### Exercise goal
In the entries below, find each line with the string "plaid" and copy it.

Natural language region descriptions:
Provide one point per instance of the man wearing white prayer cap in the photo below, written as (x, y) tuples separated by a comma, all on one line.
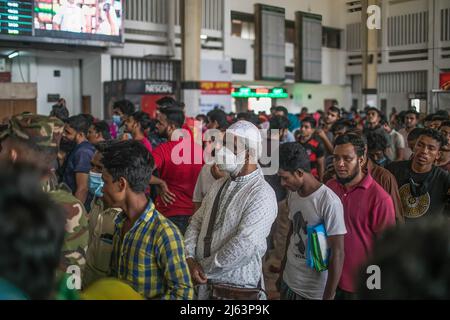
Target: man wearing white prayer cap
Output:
[(226, 238)]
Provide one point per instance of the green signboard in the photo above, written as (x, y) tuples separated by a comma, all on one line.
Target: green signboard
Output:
[(274, 93)]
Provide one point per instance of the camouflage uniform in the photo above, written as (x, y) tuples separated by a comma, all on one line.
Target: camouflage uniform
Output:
[(46, 132)]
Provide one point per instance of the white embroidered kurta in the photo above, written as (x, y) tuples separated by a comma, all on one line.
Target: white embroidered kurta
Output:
[(247, 210)]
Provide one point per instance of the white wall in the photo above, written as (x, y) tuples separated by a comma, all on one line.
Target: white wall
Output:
[(68, 85), (96, 69), (333, 14)]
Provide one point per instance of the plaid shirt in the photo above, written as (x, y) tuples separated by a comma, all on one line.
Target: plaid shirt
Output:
[(151, 257)]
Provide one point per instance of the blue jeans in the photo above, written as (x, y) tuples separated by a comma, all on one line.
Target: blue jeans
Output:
[(181, 222)]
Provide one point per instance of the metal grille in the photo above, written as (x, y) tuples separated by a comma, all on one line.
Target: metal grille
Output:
[(155, 11), (415, 81)]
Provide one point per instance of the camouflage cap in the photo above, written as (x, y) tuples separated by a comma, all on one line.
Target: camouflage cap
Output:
[(43, 130)]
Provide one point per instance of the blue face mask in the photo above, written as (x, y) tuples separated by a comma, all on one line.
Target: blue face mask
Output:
[(382, 162), (117, 120), (96, 184)]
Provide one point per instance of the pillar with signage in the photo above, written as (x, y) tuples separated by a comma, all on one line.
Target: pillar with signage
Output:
[(244, 93), (369, 56), (191, 23), (143, 94)]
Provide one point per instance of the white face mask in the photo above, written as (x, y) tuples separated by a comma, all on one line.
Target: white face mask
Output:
[(229, 162)]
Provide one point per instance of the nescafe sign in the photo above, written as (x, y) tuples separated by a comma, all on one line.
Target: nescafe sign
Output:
[(158, 87)]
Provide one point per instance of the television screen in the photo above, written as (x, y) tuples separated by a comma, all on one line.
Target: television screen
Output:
[(79, 19)]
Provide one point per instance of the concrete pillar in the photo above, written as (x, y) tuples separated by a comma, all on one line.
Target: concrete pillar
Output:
[(191, 25), (369, 50), (171, 28)]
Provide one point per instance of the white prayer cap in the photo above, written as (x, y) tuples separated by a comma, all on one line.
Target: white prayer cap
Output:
[(249, 132)]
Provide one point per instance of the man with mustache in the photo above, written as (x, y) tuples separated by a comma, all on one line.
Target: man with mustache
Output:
[(424, 187), (368, 209)]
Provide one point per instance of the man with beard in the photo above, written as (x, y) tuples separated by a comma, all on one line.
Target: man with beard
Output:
[(226, 238), (178, 163), (424, 187), (78, 162), (368, 209)]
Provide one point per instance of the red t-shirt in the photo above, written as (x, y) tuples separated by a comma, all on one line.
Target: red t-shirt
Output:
[(180, 177), (368, 211)]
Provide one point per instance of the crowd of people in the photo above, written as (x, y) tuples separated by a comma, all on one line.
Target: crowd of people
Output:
[(132, 208)]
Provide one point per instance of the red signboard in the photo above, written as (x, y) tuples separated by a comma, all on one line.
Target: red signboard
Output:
[(444, 83), (214, 87)]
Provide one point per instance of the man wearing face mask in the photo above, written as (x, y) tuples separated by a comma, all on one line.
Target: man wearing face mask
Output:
[(78, 162), (368, 209), (101, 225), (226, 238), (178, 163)]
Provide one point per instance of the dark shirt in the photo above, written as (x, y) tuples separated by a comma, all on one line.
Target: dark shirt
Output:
[(426, 194), (78, 161)]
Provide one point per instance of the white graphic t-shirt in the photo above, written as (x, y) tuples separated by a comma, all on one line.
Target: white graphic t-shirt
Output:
[(323, 206)]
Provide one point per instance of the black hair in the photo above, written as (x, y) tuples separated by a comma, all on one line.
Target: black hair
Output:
[(220, 117), (421, 272), (129, 160), (282, 109), (411, 111), (102, 128), (435, 135), (249, 116), (311, 121), (293, 157), (79, 123), (439, 117), (335, 109), (342, 124), (445, 124), (429, 117), (443, 113), (143, 119), (125, 106), (357, 141), (415, 134), (202, 117), (59, 112), (279, 122), (89, 118), (175, 115), (31, 233), (376, 141), (380, 113)]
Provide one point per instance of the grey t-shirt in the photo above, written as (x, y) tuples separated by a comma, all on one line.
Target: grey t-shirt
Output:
[(323, 206)]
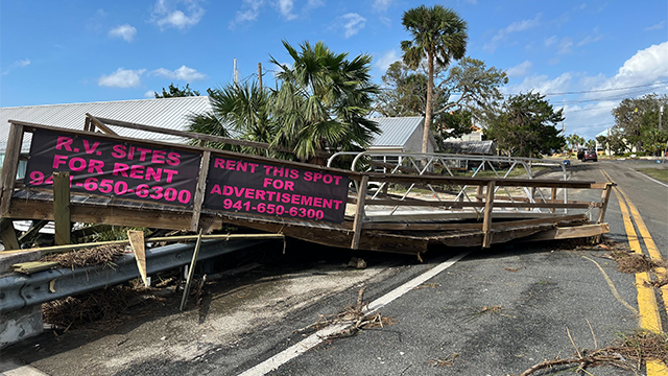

### Output for this task
Provide one point per instance of the plaid shirt in the photo above, written as (x, y) tuples separated by a comma, all on one line.
Target: plaid shirt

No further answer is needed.